▶ TASK DESCRIPTION
Repeat the passage from the Indiana reinsurance ruling word for word, beginning at the words that have "The insured, an" and stopping after "excess reinsurance policy.".

▶ TEXT
Alert

Subsequent Related Claims Made After Inception of Reinsurance Policy Not Excluded from Coverage

August 24, 2011

The Indiana Court of Appeals, applying Indiana law, has reversed a trial court’s judgment in favor of a reinsurer, holding that claims made after the inception of a claims made reinsurance policy that are related to prior claims made before the policy’s inception are not excluded from coverage under the applicable policy language in the reinsurer’s policy.  Wellpoint, Inc. v. Nat’l Union Fire Ins. Co., 2011 WL 2893095 (Ind. Ct. App. July 20, 2011).

The insured, an insurance provider, was sued in 1999 by a group of physicians for allegedly improperly delaying or denying reimbursement for medical services.  The insured reported this claim to its primary insurer.  In 2000, one of the insured’s excess reinsurers became insolvent prior to the end of the policy period, and the insured obtained a separate excess reinsurance policy under the same terms as the previous excess reinsurer for a policy period beginning in July 2000.  In 2001 and 2002, the insured was again sued by numerous claimants in suits alleging similar allegations as the 1999 action concerning the delaying and denial of reimbursement for medical services.  The insured sought coverage under its new excess reinsurance policy.

The claims-made excess reinsurance policy at issue provided in the Limit of Liability provision that:


If additional claims are subsequently made which arise out of the same Wrongful Act or series of continuous, repeated or interrelated Wrongful Acts as Claims already made and reported to the Insurer, all such Claims, whenever made, shall be considered first made within the Policy Period . . . in which the earliest Claim[ ] arising out of such Wrongful Act or series of continuous, repeated or interrelated Wrongful Acts was first made and reported to the Insurer, and all such claims shall be subject to one such limit of liability.

[Region pointing data]
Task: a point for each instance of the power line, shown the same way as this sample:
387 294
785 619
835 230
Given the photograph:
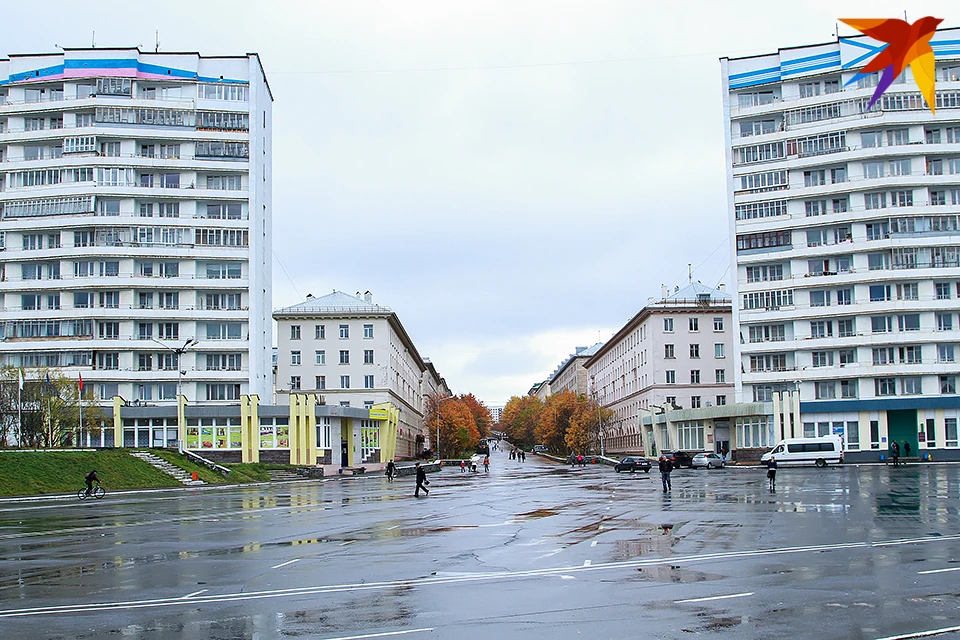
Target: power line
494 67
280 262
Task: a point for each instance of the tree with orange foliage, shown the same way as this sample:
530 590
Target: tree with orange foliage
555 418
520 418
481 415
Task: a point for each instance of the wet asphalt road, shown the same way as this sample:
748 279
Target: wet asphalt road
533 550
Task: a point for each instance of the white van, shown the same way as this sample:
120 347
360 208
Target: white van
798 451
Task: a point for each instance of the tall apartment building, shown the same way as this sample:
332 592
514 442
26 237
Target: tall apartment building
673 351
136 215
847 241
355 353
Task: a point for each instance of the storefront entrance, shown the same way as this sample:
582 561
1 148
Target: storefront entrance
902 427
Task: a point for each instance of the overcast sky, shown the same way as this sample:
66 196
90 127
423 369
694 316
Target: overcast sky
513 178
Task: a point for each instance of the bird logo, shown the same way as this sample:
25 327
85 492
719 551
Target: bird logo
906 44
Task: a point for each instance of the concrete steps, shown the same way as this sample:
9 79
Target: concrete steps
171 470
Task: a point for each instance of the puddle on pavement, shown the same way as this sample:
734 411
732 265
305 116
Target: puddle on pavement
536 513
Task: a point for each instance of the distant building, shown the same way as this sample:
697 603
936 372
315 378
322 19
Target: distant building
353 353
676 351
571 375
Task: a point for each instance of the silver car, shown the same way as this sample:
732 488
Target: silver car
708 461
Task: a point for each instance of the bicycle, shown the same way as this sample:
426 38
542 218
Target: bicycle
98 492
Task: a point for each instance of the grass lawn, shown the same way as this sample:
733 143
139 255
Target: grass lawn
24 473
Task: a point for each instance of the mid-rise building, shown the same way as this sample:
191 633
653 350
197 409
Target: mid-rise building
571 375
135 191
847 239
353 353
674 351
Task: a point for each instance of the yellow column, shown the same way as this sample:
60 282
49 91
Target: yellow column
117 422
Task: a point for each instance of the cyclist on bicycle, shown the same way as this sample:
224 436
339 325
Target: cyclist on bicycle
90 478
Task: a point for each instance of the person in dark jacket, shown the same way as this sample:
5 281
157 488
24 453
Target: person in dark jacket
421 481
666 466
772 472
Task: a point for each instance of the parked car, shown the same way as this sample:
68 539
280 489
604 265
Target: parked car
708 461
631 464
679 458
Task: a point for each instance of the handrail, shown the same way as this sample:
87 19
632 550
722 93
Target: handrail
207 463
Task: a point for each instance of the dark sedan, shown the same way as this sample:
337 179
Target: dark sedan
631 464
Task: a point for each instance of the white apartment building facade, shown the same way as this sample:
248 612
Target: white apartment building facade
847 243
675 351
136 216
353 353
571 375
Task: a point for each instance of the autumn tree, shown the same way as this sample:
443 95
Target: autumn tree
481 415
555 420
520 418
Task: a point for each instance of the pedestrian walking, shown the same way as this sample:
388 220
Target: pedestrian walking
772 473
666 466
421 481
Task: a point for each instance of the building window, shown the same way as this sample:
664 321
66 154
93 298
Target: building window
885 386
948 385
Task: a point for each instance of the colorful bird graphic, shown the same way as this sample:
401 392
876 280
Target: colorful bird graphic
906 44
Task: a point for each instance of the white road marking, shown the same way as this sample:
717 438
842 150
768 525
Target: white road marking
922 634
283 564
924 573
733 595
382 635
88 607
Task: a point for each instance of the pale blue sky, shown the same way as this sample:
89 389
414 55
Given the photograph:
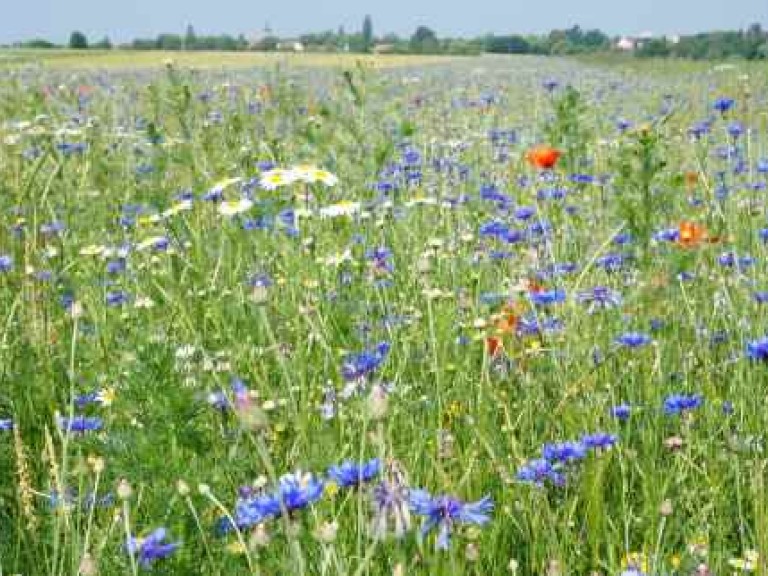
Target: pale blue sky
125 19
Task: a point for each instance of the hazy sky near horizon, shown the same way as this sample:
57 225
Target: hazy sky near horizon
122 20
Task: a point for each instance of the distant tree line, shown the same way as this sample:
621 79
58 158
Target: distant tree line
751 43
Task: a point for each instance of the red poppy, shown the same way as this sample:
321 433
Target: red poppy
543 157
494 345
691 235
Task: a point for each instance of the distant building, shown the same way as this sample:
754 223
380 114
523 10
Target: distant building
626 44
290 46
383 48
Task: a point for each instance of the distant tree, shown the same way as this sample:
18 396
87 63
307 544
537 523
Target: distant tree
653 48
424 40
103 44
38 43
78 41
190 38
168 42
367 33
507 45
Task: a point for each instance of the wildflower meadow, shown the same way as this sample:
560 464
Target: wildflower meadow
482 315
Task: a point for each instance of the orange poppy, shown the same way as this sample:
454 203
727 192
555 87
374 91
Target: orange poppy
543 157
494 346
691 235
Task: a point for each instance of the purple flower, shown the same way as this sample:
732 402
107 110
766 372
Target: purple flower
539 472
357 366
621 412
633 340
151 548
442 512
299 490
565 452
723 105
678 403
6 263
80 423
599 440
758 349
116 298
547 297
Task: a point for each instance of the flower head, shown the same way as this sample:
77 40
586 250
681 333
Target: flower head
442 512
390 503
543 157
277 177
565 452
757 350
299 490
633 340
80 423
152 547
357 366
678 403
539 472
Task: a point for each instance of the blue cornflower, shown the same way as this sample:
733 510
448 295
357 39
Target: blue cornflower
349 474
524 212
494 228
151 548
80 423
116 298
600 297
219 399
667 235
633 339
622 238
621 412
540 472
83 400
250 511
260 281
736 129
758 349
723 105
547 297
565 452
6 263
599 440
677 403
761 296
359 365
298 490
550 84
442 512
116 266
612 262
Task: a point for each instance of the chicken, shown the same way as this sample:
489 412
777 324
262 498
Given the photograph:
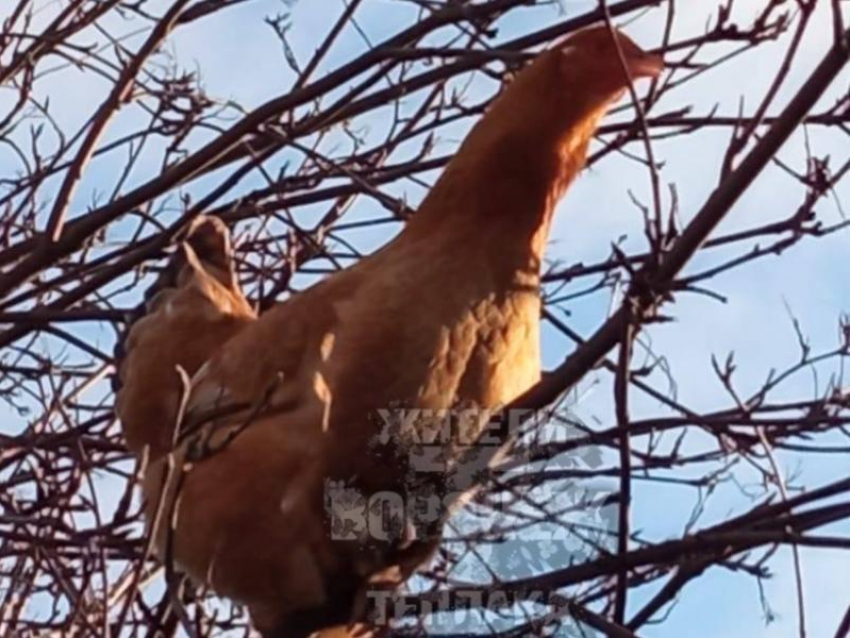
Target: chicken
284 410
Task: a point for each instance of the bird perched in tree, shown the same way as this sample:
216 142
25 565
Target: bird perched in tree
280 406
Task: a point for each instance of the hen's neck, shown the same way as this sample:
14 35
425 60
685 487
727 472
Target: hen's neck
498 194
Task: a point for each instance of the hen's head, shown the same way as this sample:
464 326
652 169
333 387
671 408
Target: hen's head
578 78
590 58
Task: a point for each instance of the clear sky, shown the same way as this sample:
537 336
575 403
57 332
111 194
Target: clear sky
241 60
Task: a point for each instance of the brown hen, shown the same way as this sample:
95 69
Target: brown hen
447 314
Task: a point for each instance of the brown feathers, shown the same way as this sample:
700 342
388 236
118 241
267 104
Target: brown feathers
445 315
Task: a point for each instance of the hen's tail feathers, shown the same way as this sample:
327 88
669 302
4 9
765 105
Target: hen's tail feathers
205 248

▶ SOLUTION TO THIS PROBLEM
The insured, an insurance provider, was sued in 1999 by a group of physicians for allegedly improperly delaying or denying reimbursement for medical services.  The insured reported this claim to its primary insurer.  In 2000, one of the insured’s excess reinsurers became insolvent prior to the end of the policy period, and the insured obtained a separate excess reinsurance policy under the same terms as the previous excess reinsurer for a policy period beginning in July 2000.  In 2001 and 2002, the insured was again sued by numerous claimants in suits alleging similar allegations as the 1999 action concerning the delaying and denial of reimbursement for medical services.  The insured sought coverage under its new excess reinsurance policy.